Working data:
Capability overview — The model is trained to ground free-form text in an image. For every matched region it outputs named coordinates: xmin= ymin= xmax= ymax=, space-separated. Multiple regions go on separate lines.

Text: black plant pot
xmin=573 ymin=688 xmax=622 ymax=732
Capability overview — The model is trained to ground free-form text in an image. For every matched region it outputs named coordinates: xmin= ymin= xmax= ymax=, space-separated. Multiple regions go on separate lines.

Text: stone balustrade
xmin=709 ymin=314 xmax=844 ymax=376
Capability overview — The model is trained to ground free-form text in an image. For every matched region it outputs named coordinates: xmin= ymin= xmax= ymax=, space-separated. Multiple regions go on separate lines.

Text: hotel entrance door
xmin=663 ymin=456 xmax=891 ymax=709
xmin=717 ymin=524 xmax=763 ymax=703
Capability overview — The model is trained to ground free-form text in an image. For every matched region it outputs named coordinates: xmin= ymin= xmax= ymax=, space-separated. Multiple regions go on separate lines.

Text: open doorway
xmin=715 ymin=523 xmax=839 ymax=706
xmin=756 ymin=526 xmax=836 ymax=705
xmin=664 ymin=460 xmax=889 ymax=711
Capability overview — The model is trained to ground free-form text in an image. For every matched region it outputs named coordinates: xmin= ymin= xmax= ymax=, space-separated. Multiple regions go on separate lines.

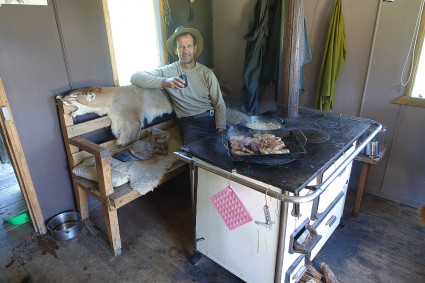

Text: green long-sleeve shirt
xmin=131 ymin=62 xmax=227 ymax=129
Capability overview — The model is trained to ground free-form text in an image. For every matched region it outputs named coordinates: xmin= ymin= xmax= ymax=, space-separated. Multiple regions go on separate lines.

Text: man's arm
xmin=130 ymin=69 xmax=164 ymax=88
xmin=131 ymin=69 xmax=186 ymax=90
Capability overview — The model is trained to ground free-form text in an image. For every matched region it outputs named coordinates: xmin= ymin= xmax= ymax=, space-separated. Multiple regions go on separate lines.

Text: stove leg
xmin=190 ymin=249 xmax=203 ymax=265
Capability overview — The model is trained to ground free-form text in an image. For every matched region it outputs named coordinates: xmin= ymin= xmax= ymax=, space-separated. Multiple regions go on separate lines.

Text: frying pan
xmin=239 ymin=113 xmax=285 ymax=131
xmin=222 ymin=125 xmax=307 ymax=165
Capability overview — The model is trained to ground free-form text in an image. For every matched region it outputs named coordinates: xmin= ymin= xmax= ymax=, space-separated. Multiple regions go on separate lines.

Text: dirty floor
xmin=1 ymin=170 xmax=424 ymax=283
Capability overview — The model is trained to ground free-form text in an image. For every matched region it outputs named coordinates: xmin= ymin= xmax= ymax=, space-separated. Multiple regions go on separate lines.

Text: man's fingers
xmin=173 ymin=77 xmax=185 ymax=90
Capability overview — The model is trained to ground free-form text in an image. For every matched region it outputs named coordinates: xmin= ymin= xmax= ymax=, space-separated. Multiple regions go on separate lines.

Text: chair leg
xmin=102 ymin=205 xmax=122 ymax=256
xmin=74 ymin=184 xmax=89 ymax=220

Problem:
Copy out all of the material exactly as written, without its pictures.

Written reply:
Capability overview — The model is trained to ground free-form text in an image. For every matched region it outputs named coordinates: xmin= ymin= xmax= ymax=, space-separated. Multiple regions go on separate lines.

Text: black plant pot
xmin=573 ymin=688 xmax=622 ymax=732
Capability overview — The model is trained to ground free-form text in an image. For every matched region it outputs named coordinates: xmin= ymin= xmax= ymax=, space-separated. Multiple regions go on separate lines.

Text: stone balustrade
xmin=709 ymin=314 xmax=844 ymax=376
Capability overview — The model is trained to ground free-form text in an image. For every matched region it outputs named coordinates: xmin= ymin= xmax= ymax=, space-separated. Multiple regions go on separate lines.

Text: hotel entrance door
xmin=663 ymin=456 xmax=891 ymax=709
xmin=717 ymin=524 xmax=763 ymax=703
Capability overview — The model is trained to ground free-form text in an image. For every matched region it outputs named coordinates: xmin= ymin= xmax= ymax=, space-separated. Multiple regions go on separate lines.

Text: open doorway
xmin=715 ymin=523 xmax=839 ymax=706
xmin=756 ymin=526 xmax=836 ymax=705
xmin=664 ymin=460 xmax=889 ymax=711
Capability overview — The model is trained to ground free-form text in an image. For every matched region it outputs named coordinates: xmin= ymin= xmax= ymax=, space-separated. Multiple regions go on separate lines.


Text: green long-sleeve shirt
xmin=131 ymin=62 xmax=227 ymax=129
Capability overview — The model is trained to ground free-form text in an image. For every matched region it outputs named coordinates: xmin= ymin= xmax= ymax=, space-separated. Multiple regions go on separate lines.

Text: man's arm
xmin=130 ymin=69 xmax=164 ymax=88
xmin=131 ymin=69 xmax=186 ymax=90
Capability overview — The model is trained to ground free-form text in an image. For every matched region it outputs named coordinates: xmin= ymin= xmax= ymax=, space-separated. Multiple regions go on separate lines.

Text: stove leg
xmin=190 ymin=249 xmax=203 ymax=265
Capability overview — The model is trained to ground free-form text in an image. For every matched region it outputs named coordinates: xmin= ymin= xmax= ymax=, space-separated. Multiple regions go on separate lines.

Text: frying pan
xmin=239 ymin=113 xmax=285 ymax=131
xmin=222 ymin=125 xmax=307 ymax=165
Capability overview — The model is trained to ground free-form text in an image. For every matched region it outputs named coordinates: xmin= ymin= xmax= ymax=, space-separated. Multiple regions go on separate lines.

Text: dirty floor
xmin=1 ymin=170 xmax=424 ymax=283
Capability overview — The model is trained to ground free-form text in an image. For every matched region it outputs named coordinates: xmin= ymin= xmax= ymax=, space-separated. Multiple regions go on separate lines.

Text: man's fingers
xmin=173 ymin=77 xmax=185 ymax=90
Capability overview — The model is trained to ground free-form text in an image. For every matched region it outputs named coordinates: xmin= ymin= xmax= ymax=, space-separated. Multiple regions go on separate lines.

Text: chair leg
xmin=102 ymin=205 xmax=122 ymax=256
xmin=74 ymin=184 xmax=89 ymax=220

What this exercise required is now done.